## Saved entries
__________________________________________________

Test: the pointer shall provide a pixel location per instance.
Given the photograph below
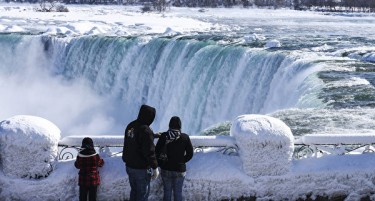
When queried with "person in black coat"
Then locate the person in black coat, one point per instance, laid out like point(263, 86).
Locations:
point(139, 154)
point(179, 151)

__________________________________________________

## Instructions for the task
Determine how many lines of the entries hold "person", and reply with that number only.

## Result
2